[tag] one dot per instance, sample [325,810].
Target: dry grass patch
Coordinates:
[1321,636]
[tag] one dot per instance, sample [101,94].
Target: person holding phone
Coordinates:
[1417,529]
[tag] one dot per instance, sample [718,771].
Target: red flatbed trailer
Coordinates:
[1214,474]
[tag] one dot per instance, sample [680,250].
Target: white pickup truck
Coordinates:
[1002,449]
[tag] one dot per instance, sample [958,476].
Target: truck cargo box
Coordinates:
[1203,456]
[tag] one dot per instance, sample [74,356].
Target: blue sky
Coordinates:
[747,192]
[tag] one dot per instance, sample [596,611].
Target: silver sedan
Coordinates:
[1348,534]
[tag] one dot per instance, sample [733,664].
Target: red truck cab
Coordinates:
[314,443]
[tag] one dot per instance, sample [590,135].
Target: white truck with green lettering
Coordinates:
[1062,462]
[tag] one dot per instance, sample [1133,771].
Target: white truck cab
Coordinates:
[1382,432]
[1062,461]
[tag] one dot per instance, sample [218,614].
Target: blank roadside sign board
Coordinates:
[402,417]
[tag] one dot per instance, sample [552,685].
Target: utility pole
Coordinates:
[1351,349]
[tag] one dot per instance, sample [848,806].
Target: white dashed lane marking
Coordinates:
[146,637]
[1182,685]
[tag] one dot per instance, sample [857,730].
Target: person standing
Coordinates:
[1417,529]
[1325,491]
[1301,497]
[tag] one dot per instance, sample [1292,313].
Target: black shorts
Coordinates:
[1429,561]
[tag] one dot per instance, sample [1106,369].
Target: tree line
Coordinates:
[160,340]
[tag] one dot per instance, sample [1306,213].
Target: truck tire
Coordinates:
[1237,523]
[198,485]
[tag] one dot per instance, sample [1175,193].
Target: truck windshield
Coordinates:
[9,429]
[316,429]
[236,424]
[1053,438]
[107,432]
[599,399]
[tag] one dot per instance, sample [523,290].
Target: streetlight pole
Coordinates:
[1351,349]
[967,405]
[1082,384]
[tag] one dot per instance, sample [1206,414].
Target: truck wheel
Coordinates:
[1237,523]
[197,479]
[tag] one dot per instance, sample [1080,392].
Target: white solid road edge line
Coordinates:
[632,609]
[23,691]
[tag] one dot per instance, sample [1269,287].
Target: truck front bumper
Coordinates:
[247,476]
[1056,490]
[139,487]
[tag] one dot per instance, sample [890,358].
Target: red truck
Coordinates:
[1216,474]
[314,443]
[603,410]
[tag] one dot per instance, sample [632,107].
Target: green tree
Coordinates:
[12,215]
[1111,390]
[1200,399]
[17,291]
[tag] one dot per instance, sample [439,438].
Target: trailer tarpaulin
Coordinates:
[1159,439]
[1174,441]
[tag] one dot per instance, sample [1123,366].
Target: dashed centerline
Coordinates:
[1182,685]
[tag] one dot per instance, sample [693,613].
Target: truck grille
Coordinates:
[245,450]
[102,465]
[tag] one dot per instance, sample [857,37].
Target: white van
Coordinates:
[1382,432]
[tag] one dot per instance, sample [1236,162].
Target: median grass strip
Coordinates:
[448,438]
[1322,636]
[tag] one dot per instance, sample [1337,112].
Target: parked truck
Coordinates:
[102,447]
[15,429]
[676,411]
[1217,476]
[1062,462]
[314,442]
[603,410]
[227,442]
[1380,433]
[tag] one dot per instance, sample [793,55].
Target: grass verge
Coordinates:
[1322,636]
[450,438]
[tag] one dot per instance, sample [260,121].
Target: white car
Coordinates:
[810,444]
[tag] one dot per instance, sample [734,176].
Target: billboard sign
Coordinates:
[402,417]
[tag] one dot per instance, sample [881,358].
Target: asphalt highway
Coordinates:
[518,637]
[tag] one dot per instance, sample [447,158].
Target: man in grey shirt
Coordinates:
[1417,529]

(WORK ITEM): Every entry in the listing must be retyped exactly.

(RESPONSE FOR THIS EXERCISE):
[tag] one dot per instance, sample [325,810].
Target: dry grass patch
Coordinates:
[1321,636]
[tag] one dot per instance, sample [101,94].
Target: person holding phone
Coordinates:
[1417,529]
[tag] one dot per instance, sample [718,771].
Target: red flatbed trailer
Coordinates:
[1214,474]
[tag] one dot per instance, sample [680,250].
Target: white pickup truck
Coordinates:
[1002,449]
[tag] one dot per instance, sample [958,476].
Target: truck cargo box
Coordinates:
[1203,456]
[tag] one dot per instance, sample [74,356].
Target: blue sky
Coordinates:
[747,192]
[tag] one dot per instance, sample [596,611].
Target: silver sedan
Coordinates:
[1348,534]
[tag] one dot per instance, sample [733,664].
Target: red truck cab
Coordinates:
[314,443]
[tag] one dot per instance, sample [590,135].
Target: white truck with green lettering
Coordinates:
[1062,462]
[tag] one dot per instance, sample [1133,771].
Target: white truck cab
Coordinates:
[1382,432]
[1062,461]
[tag] one dot per instance, sample [218,614].
Target: blank roadside sign board
Coordinates:
[402,417]
[tag] one dot per instance, sample [552,685].
Target: utility pole
Coordinates:
[1351,349]
[tag] one dot per instance, sample [848,806].
Target: white dashed lane marking
Coordinates:
[146,637]
[1182,685]
[tag] one dot per instance, sample [857,730].
Target: person standing
Coordinates:
[1417,529]
[1325,491]
[1301,497]
[tag] one dot per instance, sample [1292,313].
Target: black shorts
Coordinates:
[1429,561]
[tag] one dot per instance, sample [1106,369].
Target: tree line
Coordinates:
[160,340]
[tag] one dot per instance, sample [1306,213].
Target: truck tire
Coordinates:
[1237,523]
[198,485]
[tag] one dot per instance, sample [1175,193].
Target: truck windshield
Coordinates:
[9,429]
[316,429]
[236,424]
[1053,438]
[107,432]
[599,399]
[tag] one dot per instance, sample [523,290].
Target: streetlight pole
Coordinates:
[1351,349]
[967,405]
[1082,384]
[tag] one dot per instance, sample [1206,414].
Target: truck wheel
Coordinates:
[1237,523]
[197,479]
[tag] one dot per instance, sample [1080,392].
Target: white solid road edge line
Coordinates:
[632,609]
[23,691]
[tag] one dot per instance, sample [1269,287].
Target: truck front bumper
Coordinates:
[247,476]
[1056,490]
[139,487]
[tag] one dot per instance, sample [890,358].
Target: red truck
Coordinates:
[1216,474]
[314,443]
[603,410]
[tag] one dot per instance, sample [632,107].
Target: green tree
Coordinates:
[12,215]
[1111,390]
[1200,399]
[17,291]
[tag] one dot per instance, sample [439,438].
Target: trailer tarpaulin
Coordinates:
[1159,439]
[1174,441]
[tag] one dot per instance, sample [1123,366].
Target: dashed centerline
Coordinates:
[1182,685]
[tag] one dot per instance, sample [693,613].
Target: truck grille
Coordinates:
[245,450]
[102,465]
[tag] one dot per instance, sample [857,37].
Target: white van
Coordinates:
[1382,432]
[tag] one dot per instance, sample [1236,162].
Target: median grass strip
Coordinates:
[448,438]
[1322,636]
[tag] one dot per instance, sample [1337,112].
Target: parked truck
Coordinates:
[102,447]
[15,429]
[676,411]
[1217,476]
[1062,462]
[314,442]
[603,410]
[227,442]
[1380,433]
[tag] one dot per instance, sample [793,55].
Target: grass verge
Coordinates:
[1322,636]
[450,438]
[tag] one dot per instance, sample [260,121].
Target: white car
Coordinates:
[810,444]
[tag] one dot per instance, sample [734,176].
Target: billboard sign
Coordinates:
[402,417]
[tag] one dot per instance, sample [881,358].
Target: asphalt highway
Coordinates:
[518,637]
[tag] one dot per instance, sample [447,158].
Target: man in grey shirt
Coordinates:
[1417,529]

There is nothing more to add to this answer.